Content starts

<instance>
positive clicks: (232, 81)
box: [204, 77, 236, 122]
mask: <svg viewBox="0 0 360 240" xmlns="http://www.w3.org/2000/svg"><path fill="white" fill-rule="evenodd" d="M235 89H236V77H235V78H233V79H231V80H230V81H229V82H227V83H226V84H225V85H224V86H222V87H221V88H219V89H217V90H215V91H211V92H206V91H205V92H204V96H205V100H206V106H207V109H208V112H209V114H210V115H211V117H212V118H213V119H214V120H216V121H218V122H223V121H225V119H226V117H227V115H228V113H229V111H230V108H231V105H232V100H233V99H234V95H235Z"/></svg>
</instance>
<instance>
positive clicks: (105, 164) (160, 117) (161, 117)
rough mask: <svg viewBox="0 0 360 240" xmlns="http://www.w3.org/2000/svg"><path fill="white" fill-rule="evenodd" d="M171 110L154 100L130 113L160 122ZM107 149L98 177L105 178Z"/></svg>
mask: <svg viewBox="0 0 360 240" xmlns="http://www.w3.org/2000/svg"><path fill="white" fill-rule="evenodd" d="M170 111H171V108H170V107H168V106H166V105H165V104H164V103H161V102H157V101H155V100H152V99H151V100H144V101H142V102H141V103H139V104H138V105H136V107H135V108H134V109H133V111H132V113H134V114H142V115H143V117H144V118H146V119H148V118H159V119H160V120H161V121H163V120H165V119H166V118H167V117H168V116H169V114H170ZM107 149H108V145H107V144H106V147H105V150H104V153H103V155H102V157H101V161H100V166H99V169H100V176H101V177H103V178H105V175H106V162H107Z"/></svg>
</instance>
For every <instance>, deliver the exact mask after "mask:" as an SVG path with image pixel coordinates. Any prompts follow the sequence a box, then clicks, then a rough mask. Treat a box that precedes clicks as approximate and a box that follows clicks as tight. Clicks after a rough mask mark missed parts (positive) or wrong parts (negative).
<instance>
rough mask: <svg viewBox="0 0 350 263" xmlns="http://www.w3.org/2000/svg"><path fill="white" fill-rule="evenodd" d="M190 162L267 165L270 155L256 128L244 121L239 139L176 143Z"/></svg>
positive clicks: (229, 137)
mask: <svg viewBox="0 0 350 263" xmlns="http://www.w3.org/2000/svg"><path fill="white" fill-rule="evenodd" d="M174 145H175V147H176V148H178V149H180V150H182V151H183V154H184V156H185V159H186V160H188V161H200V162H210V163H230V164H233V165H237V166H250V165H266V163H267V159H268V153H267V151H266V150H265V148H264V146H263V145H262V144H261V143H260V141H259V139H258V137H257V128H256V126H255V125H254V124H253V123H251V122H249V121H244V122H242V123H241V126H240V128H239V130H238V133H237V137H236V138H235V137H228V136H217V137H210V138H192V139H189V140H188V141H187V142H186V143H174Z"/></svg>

Content ends

**Work task:** Print out all the entries above exactly.

**Exercise response:**
<instance>
positive clicks: (232, 81)
box: [204, 77, 236, 122]
mask: <svg viewBox="0 0 360 240" xmlns="http://www.w3.org/2000/svg"><path fill="white" fill-rule="evenodd" d="M235 89H236V77H235V78H233V79H231V80H230V81H229V82H227V83H226V84H225V85H224V86H222V87H221V88H219V89H217V90H215V91H211V92H206V91H205V92H204V96H205V100H206V106H207V109H208V112H209V114H210V115H211V117H212V118H213V119H214V120H216V121H218V122H223V121H225V119H226V117H227V115H228V113H229V111H230V108H231V105H232V100H233V99H234V95H235Z"/></svg>
</instance>
<instance>
positive clicks: (105, 164) (160, 117) (161, 117)
rough mask: <svg viewBox="0 0 360 240" xmlns="http://www.w3.org/2000/svg"><path fill="white" fill-rule="evenodd" d="M171 110L154 100L130 113L160 122ZM107 149L98 177L105 178Z"/></svg>
mask: <svg viewBox="0 0 360 240" xmlns="http://www.w3.org/2000/svg"><path fill="white" fill-rule="evenodd" d="M170 111H171V108H170V107H168V106H166V105H165V104H164V103H161V102H157V101H155V100H152V99H151V100H144V101H142V102H141V103H139V104H138V105H136V107H135V108H134V109H133V111H132V113H134V114H142V115H143V117H144V118H146V119H148V118H159V119H160V120H161V121H163V120H165V119H166V118H167V117H168V116H169V114H170ZM107 149H108V145H107V144H106V147H105V150H104V153H103V155H102V157H101V161H100V166H99V169H100V176H101V177H103V178H105V175H106V162H107Z"/></svg>
</instance>
For every <instance>, deliver the exact mask after "mask:" as an SVG path with image pixel coordinates. Any prompts follow the sequence a box, then clicks, then a rough mask. Treat a box that precedes clicks as approximate and a box that follows clicks as tight. Clicks after a rough mask mark missed parts (positive) or wrong parts (negative).
<instance>
rough mask: <svg viewBox="0 0 350 263" xmlns="http://www.w3.org/2000/svg"><path fill="white" fill-rule="evenodd" d="M190 162L267 165L270 155L256 128L244 121L239 139L176 143Z"/></svg>
positive clicks: (229, 137)
mask: <svg viewBox="0 0 350 263" xmlns="http://www.w3.org/2000/svg"><path fill="white" fill-rule="evenodd" d="M174 145H175V147H176V148H178V149H180V150H182V151H183V154H184V156H185V159H186V160H188V161H200V162H210V163H230V164H233V165H237V166H250V165H266V163H267V159H268V153H267V151H266V150H265V148H264V146H263V145H262V144H261V143H260V141H259V139H258V137H257V128H256V126H255V125H254V124H253V123H251V122H249V121H244V122H242V123H241V126H240V128H239V130H238V133H237V137H236V138H235V137H228V136H217V137H210V138H192V139H189V140H188V141H187V142H186V143H174Z"/></svg>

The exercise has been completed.